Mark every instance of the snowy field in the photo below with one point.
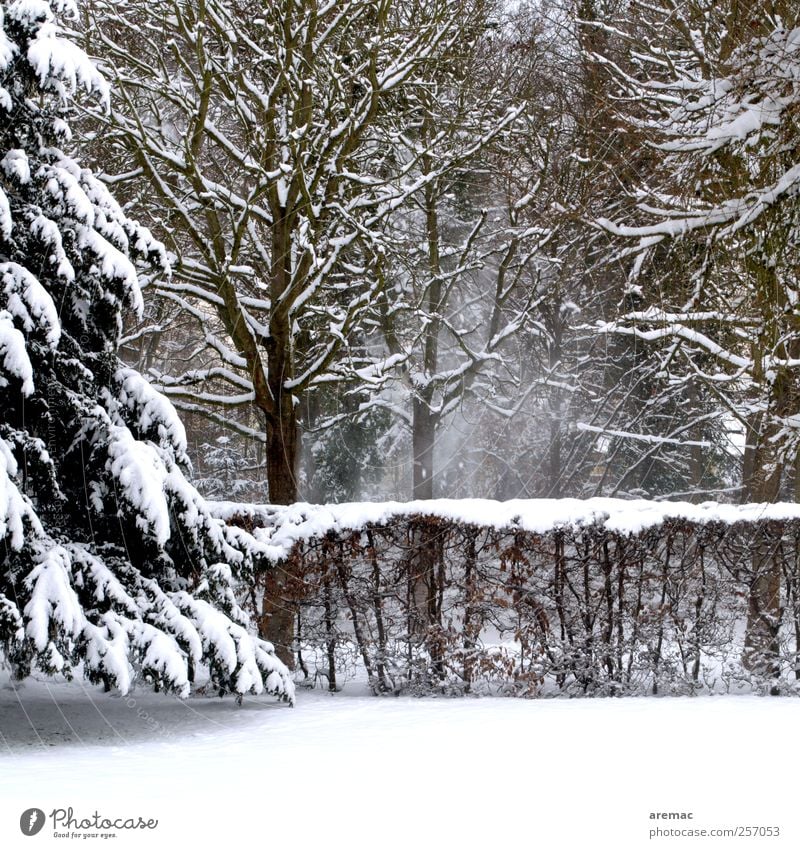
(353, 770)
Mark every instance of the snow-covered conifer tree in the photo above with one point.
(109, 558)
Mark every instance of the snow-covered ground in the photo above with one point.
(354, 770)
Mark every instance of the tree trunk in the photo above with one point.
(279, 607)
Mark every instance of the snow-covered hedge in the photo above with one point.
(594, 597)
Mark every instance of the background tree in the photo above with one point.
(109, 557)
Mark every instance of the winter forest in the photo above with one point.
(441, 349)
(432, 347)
====
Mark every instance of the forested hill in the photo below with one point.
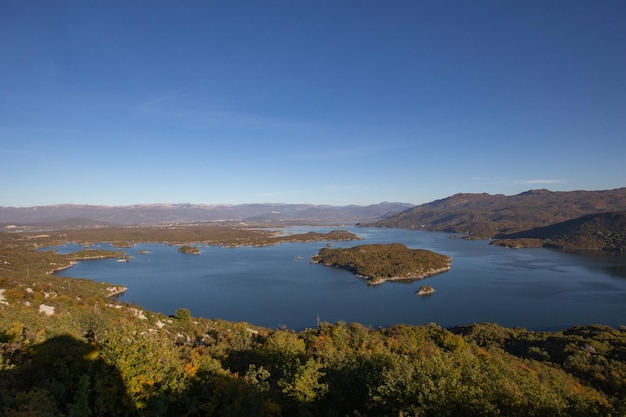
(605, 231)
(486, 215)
====
--- Exercise goal ---
Copy out every line above that contains the word "with".

--- Answer for this exercise ---
Mark every instance of the snowy field in the photo below with one point.
Mark every instance of the snow-covered conifer tree in the photo above with one point.
Mark every instance of the snow-covered ground in the photo above with one point.
Mark every instance of the tree trunk in the photo above with one point.
Mark every instance of the snow-covered hedge in the photo above with one point.
Mark every instance of the background tree in the photo above with one point.
Mark every instance of the winter forest in the photo above with one point.
Mark every instance of the forested hill in the photo below with one point.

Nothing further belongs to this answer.